_Given exercise_
The listing below should be written out exactly; please include all of it.

_Data provided_
* * *

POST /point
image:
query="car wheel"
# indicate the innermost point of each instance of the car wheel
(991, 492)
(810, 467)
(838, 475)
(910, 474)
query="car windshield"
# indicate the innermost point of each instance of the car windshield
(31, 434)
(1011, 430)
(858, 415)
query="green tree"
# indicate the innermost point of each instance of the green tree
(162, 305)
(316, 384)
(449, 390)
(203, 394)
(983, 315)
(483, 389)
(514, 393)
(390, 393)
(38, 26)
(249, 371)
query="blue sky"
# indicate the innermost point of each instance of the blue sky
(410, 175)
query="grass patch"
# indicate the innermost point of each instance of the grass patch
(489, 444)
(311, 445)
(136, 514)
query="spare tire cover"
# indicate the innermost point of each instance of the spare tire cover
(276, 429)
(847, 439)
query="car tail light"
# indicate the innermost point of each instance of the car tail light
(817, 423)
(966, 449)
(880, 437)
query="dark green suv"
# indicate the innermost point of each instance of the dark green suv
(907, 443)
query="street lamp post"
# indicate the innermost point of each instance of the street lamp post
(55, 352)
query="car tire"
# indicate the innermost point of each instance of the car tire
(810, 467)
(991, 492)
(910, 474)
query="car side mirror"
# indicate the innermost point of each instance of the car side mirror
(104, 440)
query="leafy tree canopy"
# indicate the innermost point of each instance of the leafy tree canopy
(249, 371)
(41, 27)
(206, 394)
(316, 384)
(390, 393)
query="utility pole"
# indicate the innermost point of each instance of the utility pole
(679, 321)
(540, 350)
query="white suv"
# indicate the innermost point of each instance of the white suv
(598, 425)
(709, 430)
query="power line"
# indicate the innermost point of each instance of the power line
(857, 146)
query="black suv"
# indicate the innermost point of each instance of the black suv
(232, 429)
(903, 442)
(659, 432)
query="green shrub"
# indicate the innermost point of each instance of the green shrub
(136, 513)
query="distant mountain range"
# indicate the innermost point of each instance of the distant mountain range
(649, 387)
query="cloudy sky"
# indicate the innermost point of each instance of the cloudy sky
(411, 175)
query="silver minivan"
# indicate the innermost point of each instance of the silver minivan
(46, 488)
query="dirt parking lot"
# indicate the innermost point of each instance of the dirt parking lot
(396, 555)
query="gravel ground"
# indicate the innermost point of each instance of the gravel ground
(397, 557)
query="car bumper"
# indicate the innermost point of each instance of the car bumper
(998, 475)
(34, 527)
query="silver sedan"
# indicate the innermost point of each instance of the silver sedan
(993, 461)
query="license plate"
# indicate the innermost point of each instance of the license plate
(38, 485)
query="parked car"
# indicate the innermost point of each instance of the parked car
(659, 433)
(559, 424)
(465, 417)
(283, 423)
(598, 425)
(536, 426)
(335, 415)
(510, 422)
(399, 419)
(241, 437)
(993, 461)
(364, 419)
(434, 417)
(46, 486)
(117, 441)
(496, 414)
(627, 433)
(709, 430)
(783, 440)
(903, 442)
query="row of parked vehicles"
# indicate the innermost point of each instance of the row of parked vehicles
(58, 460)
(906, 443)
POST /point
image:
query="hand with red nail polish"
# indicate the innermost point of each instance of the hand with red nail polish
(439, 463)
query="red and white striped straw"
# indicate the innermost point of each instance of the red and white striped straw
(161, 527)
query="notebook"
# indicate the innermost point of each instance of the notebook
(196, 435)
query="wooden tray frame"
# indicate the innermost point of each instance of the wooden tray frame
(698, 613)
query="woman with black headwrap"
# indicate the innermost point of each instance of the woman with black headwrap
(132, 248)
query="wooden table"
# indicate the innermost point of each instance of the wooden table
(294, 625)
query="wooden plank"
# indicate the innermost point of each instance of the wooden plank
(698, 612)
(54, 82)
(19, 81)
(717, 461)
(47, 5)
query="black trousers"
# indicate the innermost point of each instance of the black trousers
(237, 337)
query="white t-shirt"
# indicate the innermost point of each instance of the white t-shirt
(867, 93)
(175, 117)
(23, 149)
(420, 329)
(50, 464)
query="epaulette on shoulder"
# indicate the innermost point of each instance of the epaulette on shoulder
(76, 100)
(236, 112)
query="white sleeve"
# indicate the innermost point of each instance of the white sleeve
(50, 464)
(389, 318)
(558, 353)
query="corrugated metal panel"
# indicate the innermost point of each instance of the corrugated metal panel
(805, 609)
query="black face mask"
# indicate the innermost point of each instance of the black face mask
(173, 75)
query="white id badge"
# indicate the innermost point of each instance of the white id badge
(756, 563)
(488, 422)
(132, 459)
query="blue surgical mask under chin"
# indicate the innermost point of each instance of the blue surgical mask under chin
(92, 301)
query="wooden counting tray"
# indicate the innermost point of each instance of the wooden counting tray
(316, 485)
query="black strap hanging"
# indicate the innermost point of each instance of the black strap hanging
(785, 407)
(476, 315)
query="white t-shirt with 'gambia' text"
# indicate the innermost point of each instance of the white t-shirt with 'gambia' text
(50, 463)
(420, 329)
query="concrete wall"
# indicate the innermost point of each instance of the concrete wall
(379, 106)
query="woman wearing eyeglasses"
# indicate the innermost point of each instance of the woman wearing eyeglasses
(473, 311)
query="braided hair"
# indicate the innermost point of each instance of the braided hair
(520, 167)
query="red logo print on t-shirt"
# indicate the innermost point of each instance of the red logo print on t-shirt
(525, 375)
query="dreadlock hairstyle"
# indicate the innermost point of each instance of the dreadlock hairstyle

* * *

_Correct answer_
POST /point
image:
query="car wheel"
# indicate the innermost point of each instance of the car wheel
(991, 492)
(810, 467)
(838, 475)
(910, 474)
query="car windshield"
# indicate the innermost point of each instance of the car windshield
(31, 434)
(1011, 430)
(858, 415)
query="green tree"
# indicate the innermost point of each instance of the green tree
(162, 305)
(316, 384)
(449, 390)
(203, 394)
(983, 315)
(483, 389)
(514, 393)
(390, 393)
(38, 26)
(249, 371)
query="blue sky"
# indicate the innermost point of each instance of the blue sky
(410, 175)
query="grass patch"
# indicate the innermost point of each instance of the grass patch
(489, 444)
(311, 445)
(136, 514)
query="spare tire cover"
# indicate the innermost point of each instance of the spare tire cover
(276, 429)
(847, 439)
query="car tail light"
# indicate the innermost point of each instance of the car tail light
(817, 423)
(966, 449)
(880, 437)
query="dark green suv"
# indicate the innermost point of each instance of the dark green suv
(907, 443)
query="street lamp post"
# indicate the innermost point of each instance of the street lamp post
(55, 352)
query="car tire"
# indicate the innermost point of each instance of the car tire
(810, 467)
(991, 492)
(910, 474)
query="car side mirror"
# indicate the innermost point of each instance of the car side mirror
(104, 440)
query="leafy tree canopy"
# indicate the innermost point of each instance of the leafy tree canopy
(249, 371)
(41, 27)
(206, 394)
(316, 384)
(390, 393)
query="utility pole"
# indicate the innermost point of each instance of the utility pole
(679, 321)
(540, 350)
query="white suv"
# indicate the innermost point of each instance of the white suv
(598, 425)
(709, 430)
query="power line"
# indicate the innermost point of each instance of the power line
(857, 146)
query="black suv"
# indicate the innermost point of each instance of the black suv
(232, 429)
(903, 442)
(659, 432)
query="green shrub"
# indicate the innermost point of each instance of the green shrub
(136, 513)
query="distant mountain range"
# indicate the innermost point of each instance of the distant mountain range
(649, 387)
query="cloudy sky"
# indicate the innermost point of each instance of the cloudy sky
(411, 175)
query="silver minivan"
# indicate the innermost point of each instance of the silver minivan
(46, 488)
query="dirt parking lot"
# indicate the innermost point of each instance of the dirt parking lot
(396, 555)
query="gravel ground"
# indicate the innermost point of each instance of the gravel ground
(397, 557)
query="car bumper"
# indicate the innermost point of each instance of the car bumper
(998, 475)
(34, 527)
query="silver sedan"
# indicate the innermost point of each instance of the silver sedan
(993, 461)
query="license plate"
# indicate the innermost point of each instance of the license plate
(38, 485)
query="parked car"
# indicate the innermost point of each instance of the parked car
(659, 433)
(559, 424)
(465, 417)
(283, 423)
(598, 425)
(536, 426)
(335, 415)
(510, 422)
(399, 419)
(241, 437)
(993, 461)
(364, 419)
(434, 417)
(46, 486)
(117, 441)
(496, 414)
(627, 433)
(709, 430)
(783, 440)
(903, 442)
query="row of parked vehicles"
# indicate the innermost point of each instance of the row of parked vehicles
(58, 460)
(906, 443)
POST /point
image:
query="hand with red nail polish"
# indicate the innermost point of each instance of the hand with red nail polish
(439, 463)
query="red and white striped straw"
# indicate the innermost point of each instance of the red and white striped straw
(161, 527)
query="notebook"
# indicate the innermost point of each instance of the notebook
(196, 435)
query="wooden tray frame"
# indicate the innermost point of each instance of the wooden tray frame
(698, 613)
query="woman with black headwrap"
# indicate the innermost point of each instance of the woman with black headwrap
(132, 248)
query="wooden table"
# indicate the innermost point of each instance of the wooden table
(294, 625)
query="wooden plank"
# indicate the innermost point of each instance of the wooden plank
(698, 612)
(54, 82)
(19, 81)
(717, 461)
(47, 5)
query="black trousers"
# indicate the innermost point of each instance of the black trousers
(237, 337)
query="white t-shirt"
# indicate the innermost point of each instance of the white t-shirt
(867, 93)
(175, 117)
(23, 149)
(420, 329)
(50, 464)
query="epaulette on shoulder"
# indicate the innermost point of each instance of the epaulette on shoulder
(76, 100)
(236, 112)
query="white sleeve"
# indicate the innermost point of each instance of the white sleeve
(50, 464)
(389, 318)
(558, 353)
query="corrugated metal panel"
# indicate the innermost point of each instance of the corrugated metal panel
(805, 609)
query="black face mask"
# indicate the innermost point of each instance of the black face mask
(173, 75)
query="white id badge"
# indicate the innermost point of each instance of the white id badge
(756, 563)
(488, 422)
(132, 459)
query="blue surgical mask under chin"
# indicate the innermost point of each instance of the blue surgical mask under chin
(92, 301)
query="wooden counting tray"
# indicate the innermost point of each instance of the wooden counting tray
(316, 485)
query="black strap hanging"
# indicate the innermost point of each instance of the black strap hanging
(785, 407)
(476, 315)
query="white t-shirt with 'gambia' text"
# indicate the innermost point of each instance of the white t-shirt with 'gambia' text
(50, 463)
(420, 329)
query="concrete wall"
# indicate the innermost point of each instance of the concrete wall
(379, 106)
query="woman wearing eyeglasses"
# indicate the innermost point of each instance of the woman wearing eyeglasses
(473, 311)
query="braided hair"
# indicate the innermost point of each instance of the braided hair
(520, 167)
query="red logo print on t-shirt"
# indicate the innermost point of each instance of the red logo print on t-shirt
(525, 375)
query="dreadlock hairstyle"
# indicate the innermost point of each instance of the dreadlock hairstyle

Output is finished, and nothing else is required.